Pointing and labeling entries
####################

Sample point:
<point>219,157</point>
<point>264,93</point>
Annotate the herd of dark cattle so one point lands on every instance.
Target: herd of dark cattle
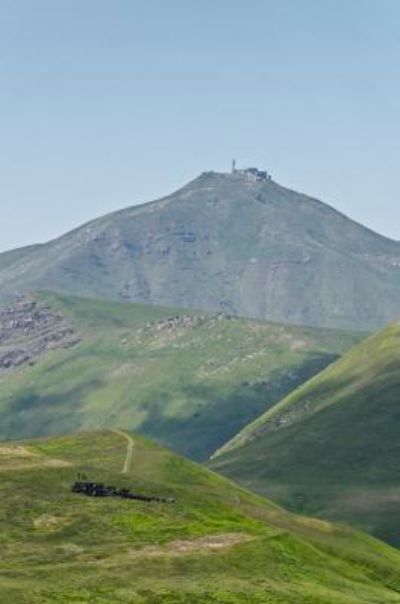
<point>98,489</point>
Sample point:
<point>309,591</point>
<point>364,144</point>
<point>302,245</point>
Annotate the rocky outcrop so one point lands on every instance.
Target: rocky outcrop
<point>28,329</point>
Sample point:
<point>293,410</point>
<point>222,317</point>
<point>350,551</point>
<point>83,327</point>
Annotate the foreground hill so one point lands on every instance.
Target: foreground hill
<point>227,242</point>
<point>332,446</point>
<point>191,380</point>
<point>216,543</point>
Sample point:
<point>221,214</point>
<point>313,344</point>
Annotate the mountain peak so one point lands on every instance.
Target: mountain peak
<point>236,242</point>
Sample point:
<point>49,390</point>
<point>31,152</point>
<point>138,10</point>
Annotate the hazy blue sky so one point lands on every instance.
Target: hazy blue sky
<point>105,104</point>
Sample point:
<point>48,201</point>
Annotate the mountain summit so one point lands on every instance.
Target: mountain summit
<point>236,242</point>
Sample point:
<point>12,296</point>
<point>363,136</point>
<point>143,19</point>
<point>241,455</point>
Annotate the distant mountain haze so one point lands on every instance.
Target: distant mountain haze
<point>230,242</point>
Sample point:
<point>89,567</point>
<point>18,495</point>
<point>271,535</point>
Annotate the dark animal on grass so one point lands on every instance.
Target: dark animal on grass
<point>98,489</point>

####################

→ GOAL:
Give all the lines above again, character for character, without pictures.

→ TASK OUTPUT:
Sample point:
<point>219,157</point>
<point>264,93</point>
Annotate the herd of dark cattle so one point lands on every instance.
Target: herd of dark cattle
<point>98,489</point>
Sample point:
<point>309,591</point>
<point>364,144</point>
<point>302,245</point>
Annotate the rocky outcrop so one point lands on every instance.
Target: rocky outcrop
<point>28,329</point>
Sample point:
<point>293,410</point>
<point>222,317</point>
<point>350,551</point>
<point>83,327</point>
Annotate the foreground hill so one point lands on every instance.
Target: foreground hill
<point>227,242</point>
<point>332,446</point>
<point>191,380</point>
<point>216,543</point>
Sample point:
<point>221,214</point>
<point>313,344</point>
Annotate the mountain peak so one point lands on every instance.
Target: mountain peak
<point>236,242</point>
Sample point:
<point>49,390</point>
<point>31,152</point>
<point>138,10</point>
Annotate the hazy blue sky so one point lands on every instance.
Target: hazy blue sky
<point>105,104</point>
Sample point:
<point>48,201</point>
Annotate the mountain summit so one point lands on every instance.
Target: mountain summit
<point>236,242</point>
Sample point:
<point>12,296</point>
<point>363,136</point>
<point>143,19</point>
<point>241,455</point>
Annotate the distant mountain haze so one point lands on every instance.
Target: distant mountain haze
<point>230,242</point>
Sample point:
<point>89,567</point>
<point>18,495</point>
<point>271,535</point>
Annotate the dark animal on grass so one point lands on every instance.
Target: dark animal on grass
<point>98,489</point>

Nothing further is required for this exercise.